If an entry holds a picture, leave that picture out; copy everything else exactly.

========================

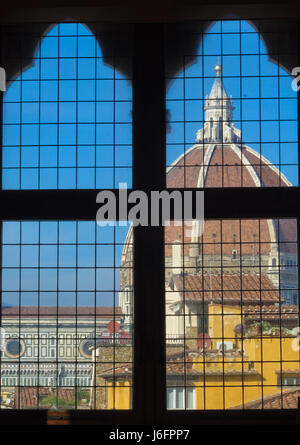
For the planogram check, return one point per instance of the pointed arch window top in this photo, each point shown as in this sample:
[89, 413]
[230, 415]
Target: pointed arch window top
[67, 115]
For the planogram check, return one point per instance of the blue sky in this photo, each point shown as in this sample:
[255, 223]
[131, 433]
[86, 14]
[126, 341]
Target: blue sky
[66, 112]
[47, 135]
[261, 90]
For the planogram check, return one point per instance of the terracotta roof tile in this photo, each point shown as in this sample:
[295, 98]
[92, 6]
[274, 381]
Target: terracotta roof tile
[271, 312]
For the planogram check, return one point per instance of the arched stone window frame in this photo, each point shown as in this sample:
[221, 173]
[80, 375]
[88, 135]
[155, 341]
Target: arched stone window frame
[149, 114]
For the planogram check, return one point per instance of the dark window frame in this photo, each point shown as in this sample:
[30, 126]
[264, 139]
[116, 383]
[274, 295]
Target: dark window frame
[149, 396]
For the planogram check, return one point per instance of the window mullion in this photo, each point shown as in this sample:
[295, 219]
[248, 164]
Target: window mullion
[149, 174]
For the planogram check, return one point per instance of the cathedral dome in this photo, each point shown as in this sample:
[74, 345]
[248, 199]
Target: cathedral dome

========================

## Response below
For the planogram check, return one point per instance of the pointed arch window top in this photo, each point shown as in this sample:
[89, 413]
[230, 415]
Target: pointed arch window top
[67, 115]
For the planogram check, return one point per instance of the blue sky in this photo, each point shown as in this sample:
[255, 223]
[131, 433]
[86, 14]
[126, 341]
Target: blue sky
[66, 112]
[47, 135]
[261, 90]
For the planogram check, return one point per instance of the terracotta roof tile in this photo, each point shown as in this sample:
[295, 98]
[92, 6]
[274, 381]
Target: terracotta roof tile
[271, 312]
For the planogram check, return one point per instance of the arched stone window frame in this photo, each point shown as in this sample:
[221, 173]
[80, 375]
[88, 135]
[155, 341]
Target: arched stone window frame
[149, 114]
For the planogram check, return one point per instance of the dark window frame in this photo, each point shown as in this sample:
[30, 126]
[264, 139]
[116, 383]
[274, 295]
Target: dark window frame
[149, 396]
For the planogram check, return one point per instance of the window mullion in this photo, each point shown as in this sample:
[295, 219]
[248, 164]
Target: window mullion
[149, 174]
For the planogram check, return one point per instance of the cathedral dome in this photo, each point shown as in this sample:
[74, 345]
[248, 199]
Target: cathedral dome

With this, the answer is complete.